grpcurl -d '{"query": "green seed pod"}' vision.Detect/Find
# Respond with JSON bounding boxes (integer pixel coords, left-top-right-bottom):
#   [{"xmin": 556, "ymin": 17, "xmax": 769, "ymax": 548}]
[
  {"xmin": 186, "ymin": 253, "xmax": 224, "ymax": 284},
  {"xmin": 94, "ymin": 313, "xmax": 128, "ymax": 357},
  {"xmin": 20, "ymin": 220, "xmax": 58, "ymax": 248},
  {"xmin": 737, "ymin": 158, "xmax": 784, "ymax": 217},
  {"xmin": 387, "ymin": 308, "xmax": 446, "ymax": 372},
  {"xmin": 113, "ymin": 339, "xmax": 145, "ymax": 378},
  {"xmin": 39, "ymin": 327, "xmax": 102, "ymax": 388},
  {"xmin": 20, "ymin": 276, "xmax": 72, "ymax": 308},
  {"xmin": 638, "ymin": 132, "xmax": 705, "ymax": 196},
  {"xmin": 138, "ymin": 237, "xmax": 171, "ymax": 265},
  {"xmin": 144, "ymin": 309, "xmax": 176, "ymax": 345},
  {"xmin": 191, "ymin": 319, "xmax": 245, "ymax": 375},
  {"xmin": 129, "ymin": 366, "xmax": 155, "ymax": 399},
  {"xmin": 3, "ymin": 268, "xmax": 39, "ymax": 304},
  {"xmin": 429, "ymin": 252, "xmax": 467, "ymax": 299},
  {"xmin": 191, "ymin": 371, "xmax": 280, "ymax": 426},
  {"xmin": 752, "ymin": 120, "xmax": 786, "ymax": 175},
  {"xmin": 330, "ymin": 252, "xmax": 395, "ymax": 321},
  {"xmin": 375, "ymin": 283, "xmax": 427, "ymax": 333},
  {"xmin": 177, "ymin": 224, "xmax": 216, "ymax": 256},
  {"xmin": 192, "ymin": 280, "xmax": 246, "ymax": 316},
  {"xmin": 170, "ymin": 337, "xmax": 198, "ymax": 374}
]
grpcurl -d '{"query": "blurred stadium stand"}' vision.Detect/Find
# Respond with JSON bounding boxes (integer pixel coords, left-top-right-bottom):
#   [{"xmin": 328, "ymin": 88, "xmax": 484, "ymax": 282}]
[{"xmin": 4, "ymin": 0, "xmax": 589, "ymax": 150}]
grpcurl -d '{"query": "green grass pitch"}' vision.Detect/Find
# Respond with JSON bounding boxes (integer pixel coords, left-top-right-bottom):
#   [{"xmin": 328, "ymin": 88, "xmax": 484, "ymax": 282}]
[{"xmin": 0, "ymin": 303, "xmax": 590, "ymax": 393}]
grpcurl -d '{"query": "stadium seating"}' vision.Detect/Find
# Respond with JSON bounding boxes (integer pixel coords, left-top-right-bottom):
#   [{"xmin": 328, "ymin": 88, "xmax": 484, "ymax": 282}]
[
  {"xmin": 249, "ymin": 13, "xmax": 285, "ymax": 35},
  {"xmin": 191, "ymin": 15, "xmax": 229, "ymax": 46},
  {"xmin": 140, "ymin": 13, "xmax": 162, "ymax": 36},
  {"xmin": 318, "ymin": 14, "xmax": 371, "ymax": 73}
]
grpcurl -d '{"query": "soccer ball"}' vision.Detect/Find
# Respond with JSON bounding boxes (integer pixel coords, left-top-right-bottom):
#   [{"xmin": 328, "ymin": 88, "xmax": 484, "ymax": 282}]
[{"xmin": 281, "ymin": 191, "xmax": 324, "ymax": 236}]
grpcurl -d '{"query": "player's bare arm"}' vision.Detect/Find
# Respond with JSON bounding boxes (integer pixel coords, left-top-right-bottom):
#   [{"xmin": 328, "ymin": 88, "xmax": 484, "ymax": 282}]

● **Assigned task**: Please reproduce the records above in their entirety, exactly as given.

● **Task answer**:
grpcurl -d '{"query": "green seed pod"}' vision.Detect/Find
# Respond with JSON bounding boxes (integer pixel coords, left-top-right-bottom):
#   [{"xmin": 556, "ymin": 17, "xmax": 769, "ymax": 548}]
[
  {"xmin": 186, "ymin": 253, "xmax": 224, "ymax": 284},
  {"xmin": 94, "ymin": 313, "xmax": 128, "ymax": 357},
  {"xmin": 20, "ymin": 220, "xmax": 58, "ymax": 248},
  {"xmin": 737, "ymin": 158, "xmax": 784, "ymax": 217},
  {"xmin": 387, "ymin": 308, "xmax": 446, "ymax": 372},
  {"xmin": 113, "ymin": 339, "xmax": 145, "ymax": 378},
  {"xmin": 39, "ymin": 327, "xmax": 102, "ymax": 388},
  {"xmin": 20, "ymin": 276, "xmax": 72, "ymax": 308},
  {"xmin": 638, "ymin": 132, "xmax": 705, "ymax": 196},
  {"xmin": 138, "ymin": 237, "xmax": 171, "ymax": 265},
  {"xmin": 144, "ymin": 309, "xmax": 176, "ymax": 345},
  {"xmin": 191, "ymin": 319, "xmax": 245, "ymax": 375},
  {"xmin": 129, "ymin": 366, "xmax": 155, "ymax": 399},
  {"xmin": 3, "ymin": 268, "xmax": 39, "ymax": 304},
  {"xmin": 429, "ymin": 252, "xmax": 467, "ymax": 299},
  {"xmin": 191, "ymin": 371, "xmax": 280, "ymax": 426},
  {"xmin": 752, "ymin": 120, "xmax": 786, "ymax": 175},
  {"xmin": 330, "ymin": 252, "xmax": 395, "ymax": 321},
  {"xmin": 375, "ymin": 283, "xmax": 427, "ymax": 333},
  {"xmin": 177, "ymin": 224, "xmax": 216, "ymax": 256},
  {"xmin": 192, "ymin": 280, "xmax": 246, "ymax": 316},
  {"xmin": 170, "ymin": 337, "xmax": 198, "ymax": 374}
]
grpcurl -d '{"query": "blurred stadium stand"}' vision.Detect/Find
# Respond with JSON bounding boxes (integer pixel coords, left-top-right-bottom):
#   [{"xmin": 328, "ymin": 88, "xmax": 484, "ymax": 282}]
[{"xmin": 4, "ymin": 0, "xmax": 589, "ymax": 150}]
grpcurl -d '{"query": "green grass pitch"}' vision.Detect/Find
# Respond with JSON bounding boxes (integer pixel coords, left-top-right-bottom):
#   [{"xmin": 328, "ymin": 88, "xmax": 484, "ymax": 282}]
[{"xmin": 0, "ymin": 303, "xmax": 590, "ymax": 393}]
grpcurl -d '{"query": "stadium seating"}' vision.Detect/Find
# Respond with JSON bounding boxes (integer pixel coords, left-top-right-bottom):
#   [{"xmin": 328, "ymin": 88, "xmax": 484, "ymax": 282}]
[
  {"xmin": 249, "ymin": 13, "xmax": 285, "ymax": 35},
  {"xmin": 191, "ymin": 15, "xmax": 229, "ymax": 46},
  {"xmin": 140, "ymin": 13, "xmax": 162, "ymax": 36},
  {"xmin": 318, "ymin": 14, "xmax": 371, "ymax": 73}
]
grpcurl -d '{"query": "soccer ball"}' vision.Detect/Find
# Respond with JSON bounding boxes (integer pixel coords, left-top-right-bottom):
#   [{"xmin": 328, "ymin": 88, "xmax": 484, "ymax": 282}]
[{"xmin": 281, "ymin": 191, "xmax": 324, "ymax": 236}]
grpcurl -d '{"query": "player's bare arm"}' vision.Detect/Find
# Respond with JSON bounding boxes (integer pixel coords, left-top-right-bottom):
#   [{"xmin": 328, "ymin": 88, "xmax": 484, "ymax": 282}]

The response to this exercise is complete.